** BEGIN Records for the task **

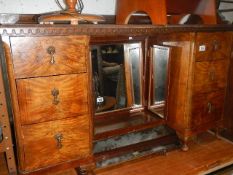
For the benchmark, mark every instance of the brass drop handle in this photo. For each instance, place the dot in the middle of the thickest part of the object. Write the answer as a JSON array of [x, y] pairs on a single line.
[[58, 137], [210, 107], [216, 46], [212, 75], [55, 93], [51, 51]]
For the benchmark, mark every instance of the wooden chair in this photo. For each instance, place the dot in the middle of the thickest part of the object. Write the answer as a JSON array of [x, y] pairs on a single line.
[[156, 9]]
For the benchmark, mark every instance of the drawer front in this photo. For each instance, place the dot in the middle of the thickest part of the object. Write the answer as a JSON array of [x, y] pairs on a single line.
[[51, 143], [212, 46], [49, 98], [43, 56], [210, 76], [207, 108]]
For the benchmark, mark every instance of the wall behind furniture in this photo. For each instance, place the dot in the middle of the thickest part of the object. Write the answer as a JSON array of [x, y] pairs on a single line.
[[42, 6], [91, 6]]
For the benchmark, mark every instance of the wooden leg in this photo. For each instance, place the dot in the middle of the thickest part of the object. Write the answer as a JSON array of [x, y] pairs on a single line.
[[183, 140], [185, 147], [217, 133]]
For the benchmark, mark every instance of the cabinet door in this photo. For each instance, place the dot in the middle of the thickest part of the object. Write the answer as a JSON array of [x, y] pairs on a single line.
[[210, 76], [50, 143], [159, 68], [207, 108]]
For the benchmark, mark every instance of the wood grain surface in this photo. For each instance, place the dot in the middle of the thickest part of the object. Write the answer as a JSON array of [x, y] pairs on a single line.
[[36, 99], [216, 46], [206, 154], [207, 108], [210, 76], [31, 57]]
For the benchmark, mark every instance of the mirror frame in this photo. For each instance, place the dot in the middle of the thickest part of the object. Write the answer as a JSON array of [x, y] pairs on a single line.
[[159, 107], [127, 41]]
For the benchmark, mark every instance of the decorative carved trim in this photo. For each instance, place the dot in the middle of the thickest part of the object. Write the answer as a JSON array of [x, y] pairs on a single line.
[[105, 30]]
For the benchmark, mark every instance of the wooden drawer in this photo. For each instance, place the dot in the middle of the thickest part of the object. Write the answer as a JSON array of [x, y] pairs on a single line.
[[210, 76], [207, 108], [54, 142], [212, 46], [48, 98], [43, 56]]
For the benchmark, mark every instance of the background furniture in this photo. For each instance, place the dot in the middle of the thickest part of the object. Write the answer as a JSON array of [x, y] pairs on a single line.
[[156, 9]]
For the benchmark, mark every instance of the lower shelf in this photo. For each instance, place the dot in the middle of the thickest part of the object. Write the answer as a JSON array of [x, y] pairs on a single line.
[[110, 126], [207, 154]]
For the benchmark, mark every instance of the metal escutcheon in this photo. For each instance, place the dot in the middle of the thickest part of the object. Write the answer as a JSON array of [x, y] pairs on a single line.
[[59, 138], [51, 51]]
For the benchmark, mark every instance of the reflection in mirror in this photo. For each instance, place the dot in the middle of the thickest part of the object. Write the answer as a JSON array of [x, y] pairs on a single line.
[[133, 63], [111, 76], [158, 80]]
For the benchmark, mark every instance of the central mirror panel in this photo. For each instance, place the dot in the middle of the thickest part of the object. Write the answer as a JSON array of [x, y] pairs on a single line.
[[159, 61], [116, 72]]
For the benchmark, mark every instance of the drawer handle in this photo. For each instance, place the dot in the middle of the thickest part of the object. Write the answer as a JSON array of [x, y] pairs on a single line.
[[55, 93], [212, 75], [58, 137], [210, 108], [51, 51], [216, 46]]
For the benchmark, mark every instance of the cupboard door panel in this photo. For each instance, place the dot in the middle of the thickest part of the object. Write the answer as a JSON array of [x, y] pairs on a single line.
[[207, 108], [210, 76]]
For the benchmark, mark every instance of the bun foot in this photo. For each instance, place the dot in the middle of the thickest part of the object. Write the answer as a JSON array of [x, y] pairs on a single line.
[[184, 147]]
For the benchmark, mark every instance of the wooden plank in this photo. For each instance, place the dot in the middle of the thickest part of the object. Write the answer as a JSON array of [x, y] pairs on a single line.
[[207, 153]]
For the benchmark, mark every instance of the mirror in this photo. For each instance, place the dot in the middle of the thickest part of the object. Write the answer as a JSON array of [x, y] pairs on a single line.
[[116, 72], [158, 78]]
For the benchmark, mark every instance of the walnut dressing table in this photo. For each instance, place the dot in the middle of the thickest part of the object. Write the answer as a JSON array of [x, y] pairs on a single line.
[[51, 85]]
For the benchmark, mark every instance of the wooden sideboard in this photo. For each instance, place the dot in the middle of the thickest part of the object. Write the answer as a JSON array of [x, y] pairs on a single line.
[[51, 84]]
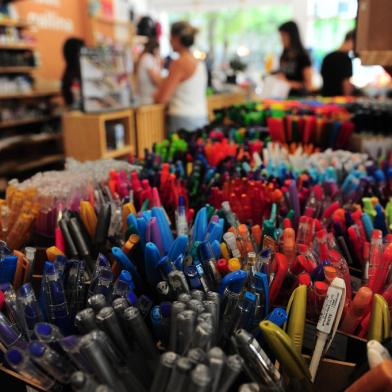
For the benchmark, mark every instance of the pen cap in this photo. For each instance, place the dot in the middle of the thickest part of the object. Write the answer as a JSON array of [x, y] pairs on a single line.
[[361, 301]]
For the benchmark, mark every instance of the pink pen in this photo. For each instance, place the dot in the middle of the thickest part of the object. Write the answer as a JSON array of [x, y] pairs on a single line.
[[376, 252], [357, 309]]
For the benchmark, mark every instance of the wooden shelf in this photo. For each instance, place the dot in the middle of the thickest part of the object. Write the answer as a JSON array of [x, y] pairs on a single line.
[[17, 46], [32, 94], [111, 21], [7, 22], [26, 121], [17, 70], [126, 150]]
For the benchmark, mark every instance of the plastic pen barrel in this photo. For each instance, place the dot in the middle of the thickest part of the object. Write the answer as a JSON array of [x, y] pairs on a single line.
[[80, 381], [216, 361], [19, 360], [103, 368], [177, 307], [138, 329], [97, 302], [231, 371], [179, 375], [162, 375], [49, 360], [9, 335], [200, 379], [185, 329], [85, 321]]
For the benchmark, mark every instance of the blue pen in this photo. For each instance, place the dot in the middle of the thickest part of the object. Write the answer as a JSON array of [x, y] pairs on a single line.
[[123, 284], [178, 247], [56, 306], [9, 335], [29, 307], [367, 225], [199, 228], [151, 259], [260, 287], [164, 228], [8, 268], [379, 220], [278, 316], [125, 262]]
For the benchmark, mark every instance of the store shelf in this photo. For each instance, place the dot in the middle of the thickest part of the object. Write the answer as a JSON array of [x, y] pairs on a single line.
[[17, 70], [6, 22], [26, 121], [17, 46], [111, 21], [32, 94], [126, 150], [28, 139]]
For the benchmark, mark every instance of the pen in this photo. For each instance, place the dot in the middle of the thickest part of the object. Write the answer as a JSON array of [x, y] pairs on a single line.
[[328, 322]]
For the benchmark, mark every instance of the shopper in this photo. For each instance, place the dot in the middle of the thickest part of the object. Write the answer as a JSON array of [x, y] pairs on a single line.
[[72, 74], [337, 69], [148, 72], [185, 87], [295, 65]]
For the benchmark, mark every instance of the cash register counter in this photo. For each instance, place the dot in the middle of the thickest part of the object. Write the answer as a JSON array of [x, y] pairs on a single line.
[[86, 138]]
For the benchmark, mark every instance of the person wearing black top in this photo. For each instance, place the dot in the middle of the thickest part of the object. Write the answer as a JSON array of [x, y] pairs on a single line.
[[337, 70], [295, 65], [71, 52]]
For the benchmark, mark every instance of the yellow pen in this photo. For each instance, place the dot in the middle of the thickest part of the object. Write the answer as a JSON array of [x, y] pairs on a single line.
[[286, 353], [296, 312], [380, 320], [88, 217]]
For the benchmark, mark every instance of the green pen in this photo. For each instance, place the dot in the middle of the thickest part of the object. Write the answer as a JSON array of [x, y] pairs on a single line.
[[380, 321], [296, 312], [388, 213], [286, 353], [368, 207]]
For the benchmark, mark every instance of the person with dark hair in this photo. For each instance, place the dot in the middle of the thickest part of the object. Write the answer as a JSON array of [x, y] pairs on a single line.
[[72, 74], [148, 72], [295, 65], [186, 85], [337, 69]]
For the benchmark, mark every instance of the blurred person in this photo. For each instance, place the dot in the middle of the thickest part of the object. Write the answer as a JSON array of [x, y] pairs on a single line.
[[72, 74], [337, 69], [184, 90], [148, 72], [294, 64]]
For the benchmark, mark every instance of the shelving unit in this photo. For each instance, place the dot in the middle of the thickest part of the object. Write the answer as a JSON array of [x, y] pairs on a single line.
[[29, 121], [85, 135]]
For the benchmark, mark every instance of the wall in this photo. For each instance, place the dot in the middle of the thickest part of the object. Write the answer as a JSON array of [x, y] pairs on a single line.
[[54, 21]]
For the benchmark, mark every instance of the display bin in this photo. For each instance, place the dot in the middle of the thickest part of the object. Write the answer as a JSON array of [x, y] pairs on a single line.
[[150, 127], [86, 135]]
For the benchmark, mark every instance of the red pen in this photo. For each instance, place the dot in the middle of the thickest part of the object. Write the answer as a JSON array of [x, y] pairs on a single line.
[[280, 268], [376, 253]]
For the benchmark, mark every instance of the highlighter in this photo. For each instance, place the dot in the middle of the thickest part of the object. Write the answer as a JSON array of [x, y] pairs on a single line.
[[296, 311], [286, 352], [357, 310], [380, 320], [328, 322]]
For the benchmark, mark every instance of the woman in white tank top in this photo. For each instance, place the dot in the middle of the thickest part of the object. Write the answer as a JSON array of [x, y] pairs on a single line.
[[185, 87]]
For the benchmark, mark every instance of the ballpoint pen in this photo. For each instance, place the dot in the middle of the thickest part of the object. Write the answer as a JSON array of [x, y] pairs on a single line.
[[59, 368], [296, 311], [376, 353], [380, 320], [357, 309], [19, 360], [328, 322], [256, 363]]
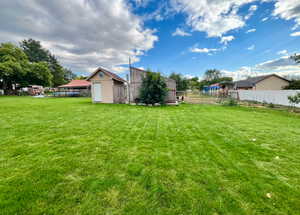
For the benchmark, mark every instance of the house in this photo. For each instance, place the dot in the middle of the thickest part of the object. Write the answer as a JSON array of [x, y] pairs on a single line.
[[107, 87], [136, 79], [266, 82], [75, 88]]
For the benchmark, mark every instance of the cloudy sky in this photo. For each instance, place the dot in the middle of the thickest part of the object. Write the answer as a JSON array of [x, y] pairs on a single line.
[[239, 37]]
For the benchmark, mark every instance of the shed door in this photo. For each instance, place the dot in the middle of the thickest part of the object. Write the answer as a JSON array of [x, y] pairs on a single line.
[[97, 94]]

** END Records for the task **

Stated goal -> With pictures left out, extract the lines from the one containing "For the benchmark, mark every instance of the woman" to the end of the material above, both included, exactly as written.

Worked answer ->
For the benchmark, mark every instance of the woman in white tank top in this photo. For each instance, place the dot in the middle of the thickest part of the object. Write the answer as a JSON array of [x, y] pairs on a single line.
[[185, 87]]
For the benchmark, mark every instance of the ballpoint pen in this photo. For each instance, place the dot in the middle of the thickest part of the object. Write the answer as a JSON array of [x, y] pairs on a single line.
[[59, 368], [296, 311], [376, 353], [380, 320], [357, 309], [19, 360], [328, 322], [256, 363]]
For the benchmark, mark every instance of the house in this photo. For each instance, place the dot in the middle of the thickest part of the object. Write the answer as a JSON array of [x, y] pairs on a single line.
[[107, 87], [136, 79], [266, 82], [75, 88]]
For the benchmark, mark every instance of the cloudy sky in this photo. For each instance, place the dot in the middle of the thickest part of the object. Write the answer as a JSON array of [x, y] pairs on a single line.
[[239, 37]]
For the benchmark, mark every instance of the shed door in this photo. For each instance, place the dot in the middle of the thickest part of the object. Write the answer as a JSON array of [x, y] pairs on a single line.
[[97, 94]]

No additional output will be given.